TASK SET =
- 1) Translate this sentence from the text on Richard Kelly's bigamy trial into Spanish: "The case hinged on whether Mr Kelly knew that his first wife was still living at the time of his marriage to Mary Ann."
- 2) In the text on Richard Kelly's bigamy trial, copy out the passage that begins with the words containing "The case highlights" and ends with "and grey eyes.".
- 3) Answer these questions using the text on Richard Kelly's bigamy trial.
(a) In which town did Richard marry Amelia Austin?
(b) By what other name was Kelly also known?
(c) What age does the gaol register give for Richard?

READING TEXT =
===

This month we highlight the case of Richard Kelly, who in October 1841, was tried for bigamy. Many witnesses were called to give evidence and we get an idea of the somewhat hasty weddings which led Richard first into marital disharmony and then into gaol.

Richard married Amelia Austin in Great Yarmouth in April 1839, he then married Mary Ann Crawley in Bedford on the 8th of July 1841.

Marriage Register of St Pauls 1841

The case hinged on whether Mr Kelly knew that his first wife was still living at the time of his marriage to Mary Ann. In his evidence Kelly, also known as Richard Richards, first claimed that the marriage lines dated 22 April were false as no one at Yarmouth knew his name until July. He then claimed that after his marriage to Amelia Lucy Austin she had shown him marriage lines that showed her to be married to a man called James or John Sadler at which point he threw her out and didn’t see her again for three months. He claimed she later wrote to him at Deerham and ‘I sent her word if she would behave herself I would try her again: she sent me answer back to say “She did not care a Damn about me and should not come” and I never heard of her from that time till I heard of her being dead when I was at St Neots by two women travellers that I knew.’

Marriage Licence of Richard Kelly 1841

The case highlights how the Quarter Sessions records tie in with other records in Bedfordshire & Luton Archives’ holdings. We hold: the marriage license for Kelly’s marriage to Mary Ann, who was under age and had to have her parents’ consent (ABM95 8 July), the marriage register for St Paul’s, which shows clearly that there was some confusion over Richard’s surname (P1/1/18), the Bedfordshire Mercury for 23 October 1841 giving a write up of the case and the gaol register (QGV10/2), which describes Richard as 24, 5 feet 8 inches tall with brown hair and grey eyes.

===

STORED DATA =

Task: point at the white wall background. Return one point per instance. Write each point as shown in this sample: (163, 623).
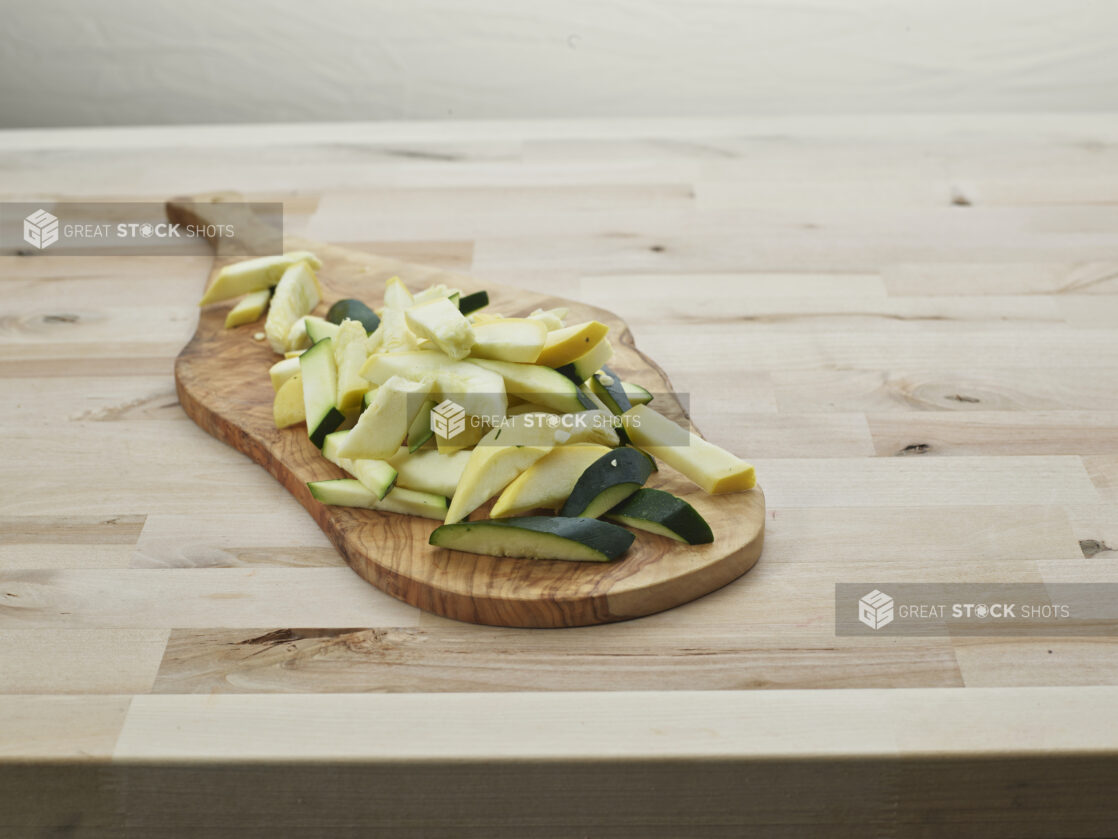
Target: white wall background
(133, 62)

===

ANSWERS BY TASK =
- 1) El caso dependía de si el señor Kelly sabía que su primera esposa seguía viva en el momento de su matrimonio con Mary Ann.

- 2)
The case highlights how the Quarter Sessions records tie in with other records in Bedfordshire & Luton Archives’ holdings. We hold: the marriage license for Kelly’s marriage to Mary Ann, who was under age and had to have her parents’ consent (ABM95 8 July), the marriage register for St Paul’s, which shows clearly that there was some confusion over Richard’s surname (P1/1/18), the Bedfordshire Mercury for 23 October 1841 giving a write up of the case and the gaol register (QGV10/2), which describes Richard as 24, 5 feet 8 inches tall with brown hair and grey eyes.

- 3)
(a) Great Yarmouth
(b) Richard Richards
(c) 24